##### Source material #####
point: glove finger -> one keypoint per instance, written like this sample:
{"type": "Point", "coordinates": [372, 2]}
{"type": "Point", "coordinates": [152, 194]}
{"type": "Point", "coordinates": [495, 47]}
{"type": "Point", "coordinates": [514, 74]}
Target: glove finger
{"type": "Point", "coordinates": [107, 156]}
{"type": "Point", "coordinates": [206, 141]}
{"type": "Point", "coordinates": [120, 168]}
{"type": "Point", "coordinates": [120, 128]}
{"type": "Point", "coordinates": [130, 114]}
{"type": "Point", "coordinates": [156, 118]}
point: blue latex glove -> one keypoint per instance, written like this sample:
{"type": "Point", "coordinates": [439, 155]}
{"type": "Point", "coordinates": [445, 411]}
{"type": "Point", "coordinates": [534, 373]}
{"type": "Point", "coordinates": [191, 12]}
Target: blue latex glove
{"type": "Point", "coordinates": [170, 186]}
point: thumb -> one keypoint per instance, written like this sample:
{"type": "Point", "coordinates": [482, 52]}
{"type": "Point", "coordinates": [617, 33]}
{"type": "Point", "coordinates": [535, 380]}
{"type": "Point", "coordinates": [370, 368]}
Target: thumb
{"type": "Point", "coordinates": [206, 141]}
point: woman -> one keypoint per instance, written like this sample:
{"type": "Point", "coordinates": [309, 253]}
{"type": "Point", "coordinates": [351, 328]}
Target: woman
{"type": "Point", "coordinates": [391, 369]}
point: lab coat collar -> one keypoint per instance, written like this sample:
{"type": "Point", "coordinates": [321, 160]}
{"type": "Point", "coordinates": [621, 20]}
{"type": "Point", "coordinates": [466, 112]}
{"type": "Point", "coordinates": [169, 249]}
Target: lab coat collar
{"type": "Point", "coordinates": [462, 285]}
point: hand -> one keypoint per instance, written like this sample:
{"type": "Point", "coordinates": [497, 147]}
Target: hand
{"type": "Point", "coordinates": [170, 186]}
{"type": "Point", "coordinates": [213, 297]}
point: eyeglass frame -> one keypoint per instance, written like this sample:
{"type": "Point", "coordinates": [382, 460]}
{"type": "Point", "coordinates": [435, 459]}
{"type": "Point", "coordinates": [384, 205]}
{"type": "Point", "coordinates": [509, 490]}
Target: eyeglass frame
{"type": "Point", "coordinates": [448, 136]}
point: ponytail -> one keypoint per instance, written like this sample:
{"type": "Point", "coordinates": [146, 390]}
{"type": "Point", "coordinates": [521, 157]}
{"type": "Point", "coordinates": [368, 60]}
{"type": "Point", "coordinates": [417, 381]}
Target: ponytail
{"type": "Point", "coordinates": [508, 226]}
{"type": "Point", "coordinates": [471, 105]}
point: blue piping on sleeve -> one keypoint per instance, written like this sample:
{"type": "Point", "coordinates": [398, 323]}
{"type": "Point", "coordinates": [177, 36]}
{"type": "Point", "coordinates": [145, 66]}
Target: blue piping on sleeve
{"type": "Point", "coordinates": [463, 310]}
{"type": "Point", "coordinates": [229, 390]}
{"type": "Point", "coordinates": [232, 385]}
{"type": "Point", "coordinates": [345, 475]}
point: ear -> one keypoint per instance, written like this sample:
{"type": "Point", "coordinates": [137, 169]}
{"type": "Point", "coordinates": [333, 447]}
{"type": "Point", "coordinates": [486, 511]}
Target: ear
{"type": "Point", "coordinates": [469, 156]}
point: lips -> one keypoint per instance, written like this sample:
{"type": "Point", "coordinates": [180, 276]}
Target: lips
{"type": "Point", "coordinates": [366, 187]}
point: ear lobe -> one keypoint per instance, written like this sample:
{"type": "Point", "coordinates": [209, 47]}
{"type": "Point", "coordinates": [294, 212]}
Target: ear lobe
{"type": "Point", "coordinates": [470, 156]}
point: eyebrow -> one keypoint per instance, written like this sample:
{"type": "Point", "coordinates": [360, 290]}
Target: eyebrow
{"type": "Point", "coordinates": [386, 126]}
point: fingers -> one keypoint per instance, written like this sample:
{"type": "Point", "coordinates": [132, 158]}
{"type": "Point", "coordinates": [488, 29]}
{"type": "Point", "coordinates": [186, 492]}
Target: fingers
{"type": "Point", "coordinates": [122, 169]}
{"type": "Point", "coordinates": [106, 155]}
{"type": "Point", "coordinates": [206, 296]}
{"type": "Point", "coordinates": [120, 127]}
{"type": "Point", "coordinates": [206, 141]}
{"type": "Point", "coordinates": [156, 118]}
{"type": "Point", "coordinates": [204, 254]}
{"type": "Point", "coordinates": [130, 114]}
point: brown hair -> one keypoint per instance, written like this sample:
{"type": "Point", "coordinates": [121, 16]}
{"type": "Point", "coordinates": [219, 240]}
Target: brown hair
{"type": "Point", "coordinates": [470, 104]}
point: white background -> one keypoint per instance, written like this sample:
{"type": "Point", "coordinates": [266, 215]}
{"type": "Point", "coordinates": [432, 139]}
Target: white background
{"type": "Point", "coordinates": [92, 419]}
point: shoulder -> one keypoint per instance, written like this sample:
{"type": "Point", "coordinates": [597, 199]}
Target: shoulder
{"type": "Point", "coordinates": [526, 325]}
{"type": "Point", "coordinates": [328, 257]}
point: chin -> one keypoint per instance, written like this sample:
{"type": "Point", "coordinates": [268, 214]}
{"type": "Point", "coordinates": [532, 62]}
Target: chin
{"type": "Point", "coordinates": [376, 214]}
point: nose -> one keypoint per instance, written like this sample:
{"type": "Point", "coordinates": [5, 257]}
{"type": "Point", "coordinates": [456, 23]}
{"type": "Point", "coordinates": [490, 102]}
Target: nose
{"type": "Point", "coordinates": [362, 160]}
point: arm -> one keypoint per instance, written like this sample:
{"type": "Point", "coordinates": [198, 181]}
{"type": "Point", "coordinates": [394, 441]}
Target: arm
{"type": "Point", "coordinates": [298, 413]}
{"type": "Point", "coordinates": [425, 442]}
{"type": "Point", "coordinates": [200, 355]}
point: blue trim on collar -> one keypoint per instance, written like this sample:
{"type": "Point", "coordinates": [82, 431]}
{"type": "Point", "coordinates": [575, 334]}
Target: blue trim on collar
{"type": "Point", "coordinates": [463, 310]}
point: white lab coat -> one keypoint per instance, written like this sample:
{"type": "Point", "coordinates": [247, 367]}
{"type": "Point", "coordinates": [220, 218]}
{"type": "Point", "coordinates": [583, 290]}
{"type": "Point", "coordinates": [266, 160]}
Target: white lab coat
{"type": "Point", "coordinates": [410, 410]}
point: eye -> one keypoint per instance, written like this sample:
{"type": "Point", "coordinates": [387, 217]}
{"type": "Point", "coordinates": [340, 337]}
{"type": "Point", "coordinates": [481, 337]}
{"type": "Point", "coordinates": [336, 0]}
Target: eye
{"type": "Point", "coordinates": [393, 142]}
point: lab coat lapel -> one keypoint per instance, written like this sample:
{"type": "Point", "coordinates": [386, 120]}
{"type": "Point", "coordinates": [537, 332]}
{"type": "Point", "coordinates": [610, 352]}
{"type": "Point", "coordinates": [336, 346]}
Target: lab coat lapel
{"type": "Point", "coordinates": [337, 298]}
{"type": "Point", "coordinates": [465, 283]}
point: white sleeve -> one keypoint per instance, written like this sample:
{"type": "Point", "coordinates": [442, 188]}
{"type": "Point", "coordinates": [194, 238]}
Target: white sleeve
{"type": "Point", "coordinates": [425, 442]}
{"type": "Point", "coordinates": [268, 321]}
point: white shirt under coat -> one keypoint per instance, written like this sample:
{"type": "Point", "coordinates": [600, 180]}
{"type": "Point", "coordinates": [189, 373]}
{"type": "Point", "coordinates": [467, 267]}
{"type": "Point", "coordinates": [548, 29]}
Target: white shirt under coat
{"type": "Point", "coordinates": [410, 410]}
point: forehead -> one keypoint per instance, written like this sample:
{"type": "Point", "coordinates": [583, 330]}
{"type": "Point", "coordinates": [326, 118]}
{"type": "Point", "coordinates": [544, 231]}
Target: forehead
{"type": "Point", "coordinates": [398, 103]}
#####
> _What you need to do_
Starting at the line above that contains "Target: arm", write out each line exactly until the line that contains "point: lab coat lapel" has been written, and stop there.

> _Solution to the exercise_
Target: arm
{"type": "Point", "coordinates": [298, 413]}
{"type": "Point", "coordinates": [425, 442]}
{"type": "Point", "coordinates": [200, 355]}
point: blue trim on collar -> one keypoint per instance, written like this sample:
{"type": "Point", "coordinates": [82, 431]}
{"type": "Point", "coordinates": [575, 334]}
Target: blue trim on collar
{"type": "Point", "coordinates": [463, 310]}
point: white lab coat -> one keypoint per instance, written like this sample:
{"type": "Point", "coordinates": [247, 367]}
{"type": "Point", "coordinates": [220, 218]}
{"type": "Point", "coordinates": [583, 290]}
{"type": "Point", "coordinates": [266, 160]}
Target: white lab coat
{"type": "Point", "coordinates": [410, 410]}
point: eye -> one keypoint per instance, written like this sample:
{"type": "Point", "coordinates": [387, 217]}
{"type": "Point", "coordinates": [340, 337]}
{"type": "Point", "coordinates": [481, 337]}
{"type": "Point", "coordinates": [336, 0]}
Target: eye
{"type": "Point", "coordinates": [393, 142]}
point: lab coat lapel -> one keypoint per instance, written like this sample:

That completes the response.